- Problem statement -
Please retype the records that appear below, exactly and in full.

- Dataset records -
________________

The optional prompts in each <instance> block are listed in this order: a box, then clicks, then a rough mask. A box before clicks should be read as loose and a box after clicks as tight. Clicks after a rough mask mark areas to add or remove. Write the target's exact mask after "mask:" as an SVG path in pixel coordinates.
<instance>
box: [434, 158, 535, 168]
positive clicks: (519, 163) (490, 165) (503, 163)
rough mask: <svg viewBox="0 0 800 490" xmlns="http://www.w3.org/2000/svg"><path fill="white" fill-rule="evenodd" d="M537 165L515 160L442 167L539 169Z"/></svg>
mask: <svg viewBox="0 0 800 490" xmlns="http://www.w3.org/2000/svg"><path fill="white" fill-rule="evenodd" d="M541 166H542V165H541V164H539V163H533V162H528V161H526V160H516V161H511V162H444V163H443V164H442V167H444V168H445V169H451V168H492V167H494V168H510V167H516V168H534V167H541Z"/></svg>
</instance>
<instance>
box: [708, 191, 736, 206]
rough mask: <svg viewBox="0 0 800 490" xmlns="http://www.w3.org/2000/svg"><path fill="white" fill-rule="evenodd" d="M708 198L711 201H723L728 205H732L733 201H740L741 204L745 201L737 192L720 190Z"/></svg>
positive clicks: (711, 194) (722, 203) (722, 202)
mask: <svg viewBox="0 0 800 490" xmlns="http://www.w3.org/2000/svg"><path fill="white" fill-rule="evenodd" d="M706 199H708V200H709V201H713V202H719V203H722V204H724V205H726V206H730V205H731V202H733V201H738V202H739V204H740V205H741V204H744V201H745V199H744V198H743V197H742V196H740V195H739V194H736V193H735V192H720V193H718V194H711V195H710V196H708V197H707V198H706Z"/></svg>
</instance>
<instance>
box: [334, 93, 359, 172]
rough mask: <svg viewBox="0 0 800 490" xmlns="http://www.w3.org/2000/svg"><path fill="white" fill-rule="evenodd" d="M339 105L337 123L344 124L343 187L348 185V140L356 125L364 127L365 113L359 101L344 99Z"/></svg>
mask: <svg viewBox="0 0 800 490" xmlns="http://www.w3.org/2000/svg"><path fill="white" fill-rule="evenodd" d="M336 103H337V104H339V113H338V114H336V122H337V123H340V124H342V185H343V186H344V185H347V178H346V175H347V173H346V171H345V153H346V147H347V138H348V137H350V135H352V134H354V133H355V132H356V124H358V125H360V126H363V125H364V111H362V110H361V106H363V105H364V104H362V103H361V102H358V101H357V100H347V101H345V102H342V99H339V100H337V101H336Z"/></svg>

________________

- Task answer -
The optional prompts in each <instance> block are listed in this order: a box, then clicks, then a rough mask. A box before clicks should be read as loose and a box after clicks as tight. Clicks after a rough mask mark areas to add or remove. Write the target's exact mask after "mask:" as an SVG path in pixel coordinates.
<instance>
box: [434, 158, 535, 168]
positive clicks: (519, 163) (490, 165) (503, 163)
rough mask: <svg viewBox="0 0 800 490" xmlns="http://www.w3.org/2000/svg"><path fill="white" fill-rule="evenodd" d="M537 165L515 160L442 167L539 169Z"/></svg>
mask: <svg viewBox="0 0 800 490" xmlns="http://www.w3.org/2000/svg"><path fill="white" fill-rule="evenodd" d="M541 166H542V165H541V164H539V163H533V162H528V161H526V160H516V161H511V162H444V163H443V164H442V167H444V168H445V169H451V168H492V167H494V168H510V167H516V168H534V167H541Z"/></svg>
</instance>
<instance>
box: [708, 191, 736, 206]
rough mask: <svg viewBox="0 0 800 490" xmlns="http://www.w3.org/2000/svg"><path fill="white" fill-rule="evenodd" d="M708 198L711 201H723L728 205H732L733 201H740L741 204L745 201L737 192L720 190Z"/></svg>
positive clicks: (711, 194) (722, 203) (722, 202)
mask: <svg viewBox="0 0 800 490" xmlns="http://www.w3.org/2000/svg"><path fill="white" fill-rule="evenodd" d="M706 199H708V200H709V201H713V202H719V203H722V204H724V205H726V206H730V205H731V202H733V201H738V202H739V204H740V205H741V204H744V201H745V199H744V198H743V197H742V196H740V195H739V194H736V193H735V192H720V193H718V194H711V195H710V196H708V197H707V198H706Z"/></svg>
</instance>
<instance>
box: [334, 93, 359, 172]
rough mask: <svg viewBox="0 0 800 490" xmlns="http://www.w3.org/2000/svg"><path fill="white" fill-rule="evenodd" d="M339 105L337 123L344 124L343 187L348 185V140L356 125L364 127L365 113L359 101L344 99Z"/></svg>
mask: <svg viewBox="0 0 800 490" xmlns="http://www.w3.org/2000/svg"><path fill="white" fill-rule="evenodd" d="M336 103H337V104H339V113H338V114H336V122H337V123H340V124H342V185H343V186H344V185H347V178H346V175H347V173H346V171H345V153H346V147H347V138H348V137H350V135H352V134H354V133H355V132H356V124H358V125H360V126H363V125H364V111H362V110H361V106H363V105H364V104H362V103H361V102H358V101H357V100H347V101H345V102H342V99H339V100H337V101H336Z"/></svg>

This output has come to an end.